* What you have to do *
How many lines in the listing below contain the string "shirt"? Case counts; reply with the number only.

[Collected data]
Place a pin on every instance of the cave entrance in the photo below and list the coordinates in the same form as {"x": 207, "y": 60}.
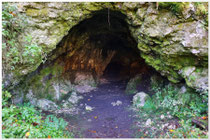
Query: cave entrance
{"x": 102, "y": 46}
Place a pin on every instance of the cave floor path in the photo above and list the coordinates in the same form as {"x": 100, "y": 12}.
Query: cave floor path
{"x": 111, "y": 116}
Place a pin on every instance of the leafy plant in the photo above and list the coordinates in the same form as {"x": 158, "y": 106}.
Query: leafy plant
{"x": 186, "y": 131}
{"x": 24, "y": 121}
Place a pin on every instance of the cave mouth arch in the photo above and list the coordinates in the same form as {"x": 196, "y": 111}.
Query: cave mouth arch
{"x": 97, "y": 45}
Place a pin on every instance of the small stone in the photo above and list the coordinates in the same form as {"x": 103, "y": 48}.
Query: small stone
{"x": 162, "y": 117}
{"x": 169, "y": 116}
{"x": 88, "y": 108}
{"x": 148, "y": 122}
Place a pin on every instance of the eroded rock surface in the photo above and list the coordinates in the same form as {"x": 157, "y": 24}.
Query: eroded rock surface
{"x": 172, "y": 43}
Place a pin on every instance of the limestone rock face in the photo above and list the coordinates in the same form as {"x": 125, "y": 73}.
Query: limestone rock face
{"x": 173, "y": 44}
{"x": 132, "y": 84}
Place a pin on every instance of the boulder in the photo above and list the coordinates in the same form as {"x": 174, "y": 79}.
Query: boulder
{"x": 46, "y": 105}
{"x": 139, "y": 99}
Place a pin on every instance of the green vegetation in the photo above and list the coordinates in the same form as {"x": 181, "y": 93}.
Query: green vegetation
{"x": 175, "y": 7}
{"x": 24, "y": 121}
{"x": 184, "y": 106}
{"x": 13, "y": 24}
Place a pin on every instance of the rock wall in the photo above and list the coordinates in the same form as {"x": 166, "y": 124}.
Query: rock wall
{"x": 175, "y": 44}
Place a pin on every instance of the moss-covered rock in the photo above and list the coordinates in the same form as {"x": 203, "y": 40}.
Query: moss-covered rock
{"x": 168, "y": 40}
{"x": 132, "y": 84}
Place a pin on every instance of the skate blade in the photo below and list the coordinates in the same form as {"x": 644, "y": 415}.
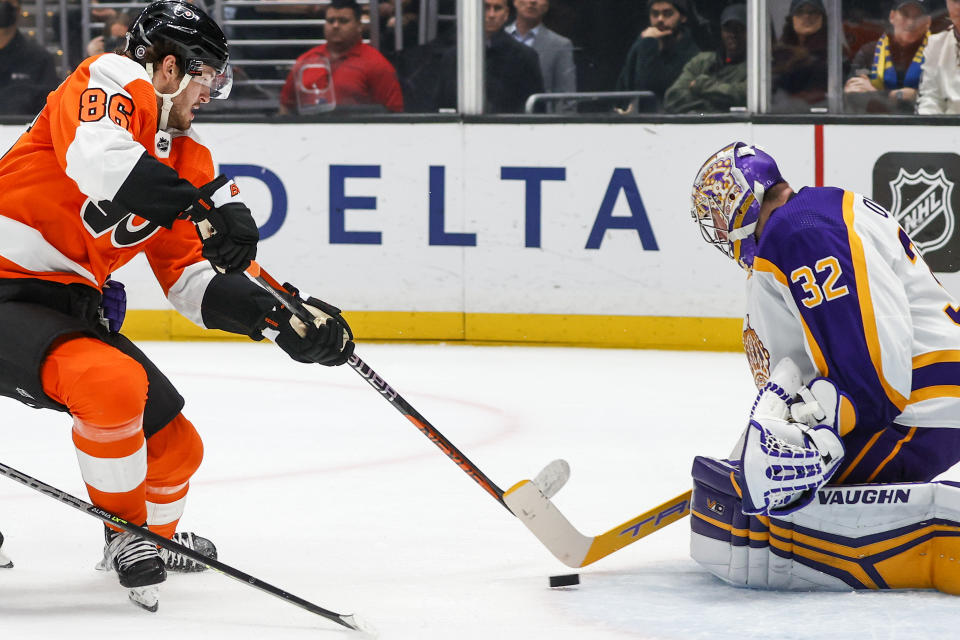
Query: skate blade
{"x": 146, "y": 597}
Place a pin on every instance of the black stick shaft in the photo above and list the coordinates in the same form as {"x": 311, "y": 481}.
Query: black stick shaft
{"x": 421, "y": 423}
{"x": 143, "y": 532}
{"x": 389, "y": 393}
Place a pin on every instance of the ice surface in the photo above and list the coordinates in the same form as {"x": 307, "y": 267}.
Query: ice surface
{"x": 313, "y": 483}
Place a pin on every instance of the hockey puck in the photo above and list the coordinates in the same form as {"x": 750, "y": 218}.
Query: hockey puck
{"x": 565, "y": 581}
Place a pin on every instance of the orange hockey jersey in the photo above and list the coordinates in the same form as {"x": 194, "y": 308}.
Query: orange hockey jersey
{"x": 70, "y": 185}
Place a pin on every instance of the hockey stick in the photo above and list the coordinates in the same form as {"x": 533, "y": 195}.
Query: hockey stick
{"x": 550, "y": 479}
{"x": 349, "y": 621}
{"x": 527, "y": 500}
{"x": 570, "y": 546}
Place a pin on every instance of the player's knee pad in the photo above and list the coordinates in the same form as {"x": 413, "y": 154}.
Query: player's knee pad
{"x": 894, "y": 536}
{"x": 174, "y": 453}
{"x": 99, "y": 384}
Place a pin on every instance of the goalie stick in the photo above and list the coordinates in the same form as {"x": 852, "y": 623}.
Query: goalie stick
{"x": 349, "y": 621}
{"x": 550, "y": 479}
{"x": 571, "y": 547}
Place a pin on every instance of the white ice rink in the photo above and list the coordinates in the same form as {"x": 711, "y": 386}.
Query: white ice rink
{"x": 314, "y": 483}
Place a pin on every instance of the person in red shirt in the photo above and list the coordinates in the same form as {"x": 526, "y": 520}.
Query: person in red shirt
{"x": 342, "y": 72}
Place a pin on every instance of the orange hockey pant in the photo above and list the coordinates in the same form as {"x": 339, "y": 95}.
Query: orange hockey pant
{"x": 105, "y": 390}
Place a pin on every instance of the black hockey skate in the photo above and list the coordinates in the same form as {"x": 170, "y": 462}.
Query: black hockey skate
{"x": 5, "y": 562}
{"x": 138, "y": 566}
{"x": 182, "y": 564}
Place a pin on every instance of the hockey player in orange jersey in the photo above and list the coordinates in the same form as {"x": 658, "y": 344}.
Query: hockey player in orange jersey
{"x": 110, "y": 168}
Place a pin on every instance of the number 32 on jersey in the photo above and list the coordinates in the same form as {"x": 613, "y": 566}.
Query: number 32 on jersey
{"x": 817, "y": 293}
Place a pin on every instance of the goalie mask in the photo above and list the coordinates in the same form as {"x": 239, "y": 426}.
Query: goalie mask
{"x": 727, "y": 195}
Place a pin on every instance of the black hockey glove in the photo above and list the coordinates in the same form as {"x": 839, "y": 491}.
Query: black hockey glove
{"x": 328, "y": 340}
{"x": 225, "y": 225}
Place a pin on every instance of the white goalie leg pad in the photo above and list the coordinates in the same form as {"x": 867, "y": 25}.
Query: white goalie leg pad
{"x": 877, "y": 536}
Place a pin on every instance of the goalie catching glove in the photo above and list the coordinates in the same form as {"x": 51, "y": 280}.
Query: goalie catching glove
{"x": 226, "y": 227}
{"x": 327, "y": 340}
{"x": 792, "y": 444}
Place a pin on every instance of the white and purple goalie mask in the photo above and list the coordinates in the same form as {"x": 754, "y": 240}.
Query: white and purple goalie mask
{"x": 727, "y": 196}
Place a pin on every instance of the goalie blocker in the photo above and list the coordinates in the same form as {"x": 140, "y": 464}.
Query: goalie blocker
{"x": 870, "y": 536}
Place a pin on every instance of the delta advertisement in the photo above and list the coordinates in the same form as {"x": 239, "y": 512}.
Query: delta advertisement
{"x": 541, "y": 220}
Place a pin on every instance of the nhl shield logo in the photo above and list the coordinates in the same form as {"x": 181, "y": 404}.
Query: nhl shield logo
{"x": 921, "y": 204}
{"x": 918, "y": 190}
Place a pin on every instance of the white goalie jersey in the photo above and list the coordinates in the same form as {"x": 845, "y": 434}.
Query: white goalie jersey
{"x": 839, "y": 287}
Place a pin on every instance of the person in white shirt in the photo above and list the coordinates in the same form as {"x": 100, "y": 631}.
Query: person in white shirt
{"x": 555, "y": 51}
{"x": 939, "y": 91}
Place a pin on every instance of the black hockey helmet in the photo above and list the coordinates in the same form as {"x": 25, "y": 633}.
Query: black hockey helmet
{"x": 196, "y": 37}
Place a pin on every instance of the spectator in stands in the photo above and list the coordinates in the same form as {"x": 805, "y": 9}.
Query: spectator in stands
{"x": 409, "y": 24}
{"x": 715, "y": 81}
{"x": 555, "y": 51}
{"x": 360, "y": 74}
{"x": 661, "y": 51}
{"x": 113, "y": 34}
{"x": 886, "y": 73}
{"x": 799, "y": 66}
{"x": 27, "y": 70}
{"x": 940, "y": 85}
{"x": 511, "y": 70}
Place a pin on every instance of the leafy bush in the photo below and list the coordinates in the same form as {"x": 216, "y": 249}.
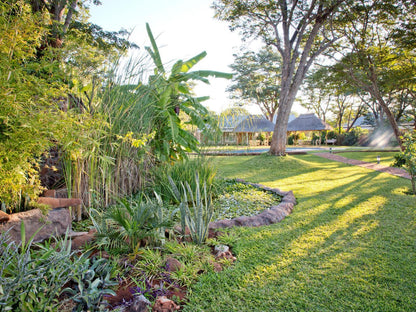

* Right answer *
4